-- Opening Marker --
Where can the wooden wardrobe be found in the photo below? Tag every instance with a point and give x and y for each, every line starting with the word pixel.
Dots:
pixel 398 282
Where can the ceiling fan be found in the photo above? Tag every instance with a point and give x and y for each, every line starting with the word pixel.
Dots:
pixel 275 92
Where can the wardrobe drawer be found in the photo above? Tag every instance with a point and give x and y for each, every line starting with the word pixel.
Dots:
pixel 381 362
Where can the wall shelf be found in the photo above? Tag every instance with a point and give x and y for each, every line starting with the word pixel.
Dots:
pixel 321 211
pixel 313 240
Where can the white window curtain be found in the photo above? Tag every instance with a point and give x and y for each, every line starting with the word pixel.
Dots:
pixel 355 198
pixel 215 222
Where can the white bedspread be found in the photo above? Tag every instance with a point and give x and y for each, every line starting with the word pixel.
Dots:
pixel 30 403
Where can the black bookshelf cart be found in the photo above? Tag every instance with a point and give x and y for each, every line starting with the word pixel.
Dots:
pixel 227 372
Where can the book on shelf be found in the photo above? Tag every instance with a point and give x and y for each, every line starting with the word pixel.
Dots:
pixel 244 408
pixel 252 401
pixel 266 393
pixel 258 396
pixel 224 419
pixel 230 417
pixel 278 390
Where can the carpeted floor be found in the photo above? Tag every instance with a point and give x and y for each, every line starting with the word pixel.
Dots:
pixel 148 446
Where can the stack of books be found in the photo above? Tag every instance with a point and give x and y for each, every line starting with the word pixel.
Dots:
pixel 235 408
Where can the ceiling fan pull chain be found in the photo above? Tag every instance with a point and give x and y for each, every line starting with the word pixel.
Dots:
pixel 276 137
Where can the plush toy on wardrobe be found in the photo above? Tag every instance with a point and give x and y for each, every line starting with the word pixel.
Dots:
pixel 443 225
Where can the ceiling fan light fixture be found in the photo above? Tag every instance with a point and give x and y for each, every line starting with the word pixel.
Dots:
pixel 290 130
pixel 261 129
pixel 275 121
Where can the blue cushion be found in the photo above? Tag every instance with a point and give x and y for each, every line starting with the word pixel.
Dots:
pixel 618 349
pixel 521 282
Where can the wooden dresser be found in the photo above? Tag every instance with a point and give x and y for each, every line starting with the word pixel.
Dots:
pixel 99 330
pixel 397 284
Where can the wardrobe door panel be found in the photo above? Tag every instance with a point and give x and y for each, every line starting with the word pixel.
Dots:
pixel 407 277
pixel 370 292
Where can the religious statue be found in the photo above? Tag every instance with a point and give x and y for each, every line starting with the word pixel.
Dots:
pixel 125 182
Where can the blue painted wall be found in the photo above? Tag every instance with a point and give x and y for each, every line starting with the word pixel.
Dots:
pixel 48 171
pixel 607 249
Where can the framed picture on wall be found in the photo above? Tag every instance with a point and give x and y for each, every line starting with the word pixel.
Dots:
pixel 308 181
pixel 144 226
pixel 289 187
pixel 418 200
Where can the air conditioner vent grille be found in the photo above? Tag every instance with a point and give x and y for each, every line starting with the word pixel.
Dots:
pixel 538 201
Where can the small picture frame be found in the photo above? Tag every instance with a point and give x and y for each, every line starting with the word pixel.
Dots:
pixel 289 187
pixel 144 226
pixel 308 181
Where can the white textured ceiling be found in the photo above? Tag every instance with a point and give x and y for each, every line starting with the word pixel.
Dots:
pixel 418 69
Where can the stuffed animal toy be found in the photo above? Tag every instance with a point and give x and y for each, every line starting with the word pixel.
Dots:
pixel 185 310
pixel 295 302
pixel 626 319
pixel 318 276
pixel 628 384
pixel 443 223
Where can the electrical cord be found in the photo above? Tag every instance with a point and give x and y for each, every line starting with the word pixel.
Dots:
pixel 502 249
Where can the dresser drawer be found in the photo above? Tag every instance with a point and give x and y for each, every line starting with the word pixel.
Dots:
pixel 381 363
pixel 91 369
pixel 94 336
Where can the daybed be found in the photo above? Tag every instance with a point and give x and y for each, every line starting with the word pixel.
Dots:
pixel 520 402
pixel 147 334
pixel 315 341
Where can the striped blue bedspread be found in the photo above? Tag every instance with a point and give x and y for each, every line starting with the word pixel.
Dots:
-- Closing Marker --
> **EXERCISE AIM**: All of the data above should be duplicated exactly.

> **EXERCISE ANSWER**:
Where can the wooden wardrobe be found in the photo below? Tag every instance with a point and give x and y for each, every line starting with the word pixel.
Dots:
pixel 398 282
Where can the ceiling fan be found in the photo above? Tag every instance with a point and give x and y for each, every line starting with the word pixel.
Dots:
pixel 275 92
Where can the wardrobe drawer be found in the photo above? Tag every instance with a point and give x and y for each, every line starting with the word pixel.
Dots:
pixel 381 362
Where can the wall shelf be found in the photo above? Tag every instance with a point and give x and y for each, every line starting with the word pixel.
Dots:
pixel 321 211
pixel 313 240
Where can the white window curtain be found in the photo above? Tag every instance with a point and give x and y for each, every line starting with the word pixel.
Dots:
pixel 355 198
pixel 215 222
Where can the white bedspread be found in the photo above? Tag every instance with a point and give x and y for each, every line starting with the word pixel.
Dots:
pixel 30 403
Where can the black bookshelf cart be found in the photo above? Tag every instance with a point and give x and y for each, every line starting with the word pixel.
Dots:
pixel 227 372
Where can the book on shelf be found in the photo above? Tag every instance with a point and give x and y for each, every line starting with the word pixel.
Dots:
pixel 244 408
pixel 252 401
pixel 266 393
pixel 258 396
pixel 224 419
pixel 230 417
pixel 278 390
Where can the carpeted floor be found in the photo above? Tag every instance with a point and give x and y for each, every line starting with the word pixel.
Dots:
pixel 148 446
Where can the stack of books be found in the photo above? Tag every instance with a point and give x and y for each, every line starting with the word pixel.
Dots:
pixel 235 408
Where can the ceiling fan pull chain be found in the photo above? Tag every instance with a point and give x and y for each, every line starting with the word pixel.
Dots:
pixel 276 137
Where can the plush toy on wardrobe be found in the photo above? Tag every instance with a point and give x and y for each, every line starting with the word pixel.
Dots:
pixel 443 225
Where can the ceiling fan light fixture be found in the photo above? Tag every instance with a point and give x and y for each, every line starting with the word pixel.
Dots:
pixel 290 130
pixel 261 129
pixel 275 121
Where can the blue cushion be found in the photo above? Tag every instance with a point and give x and y for each, every line starting with the word pixel.
Dots:
pixel 618 349
pixel 521 282
Where can the wooden dresser be found in the photo above? Tag every instance with a point and give x and y for each, every line starting with the word pixel.
Dots:
pixel 99 330
pixel 397 284
Where can the wardrobe door panel be found in the photo above? Tag every instance with a point and give x and y for each, every line starting with the word pixel.
Dots:
pixel 407 277
pixel 370 292
Where can the religious statue be found in the photo above? Tag every instance with a point and give x and y for each, every line starting with the word pixel.
Dots:
pixel 125 182
Where can the blue painted wall be found in the photo above? Tag every instance with a point and give x and y for each, every line starting with the word pixel.
Dots:
pixel 48 171
pixel 607 249
Where can the framed picture on wall be found in the photo above? Tag every instance with a point and give x and y for each, every line starting with the word pixel.
Dots:
pixel 308 181
pixel 144 226
pixel 289 187
pixel 418 200
Where can the air conditioner vent grille be found in the photo above? Tag every instance with a point and give x and y for each, every line starting with the word pixel.
Dots:
pixel 538 201
Where can the small picture frame be found in the photo above? Tag every instance with a point and give x and y for each, every line starting with the word pixel.
Dots:
pixel 289 187
pixel 144 226
pixel 308 181
Where can the white textured ceiling be found in the photo above? Tag every instance with a point and give x and y for each, every line starting with the word pixel.
Dots:
pixel 418 69
Where can the stuffed animal toy be found in the photo above? Tag every instance with a point and give x and y for each, every line starting with the word pixel.
Dots:
pixel 185 310
pixel 295 302
pixel 626 319
pixel 318 276
pixel 628 384
pixel 443 223
Where can the electrical cord be found in the photo above? Tag every instance with a point and give x and y for each, every line starting with the word pixel.
Dots:
pixel 502 249
Where can the dresser drawer be found in the photo above? Tag every instance with a point and give x and y for each, every line starting with the word pixel.
Dots:
pixel 381 363
pixel 91 369
pixel 94 336
Where can the daybed be found in the photo above? Tag every instance with a point and give x and y for each, every line starting with the word pixel.
Dots:
pixel 520 402
pixel 147 334
pixel 315 341
Where can the striped blue bedspread be found in the photo above? Tag every instance with a point and give x and y for each, every line starting with the word pixel.
Dots:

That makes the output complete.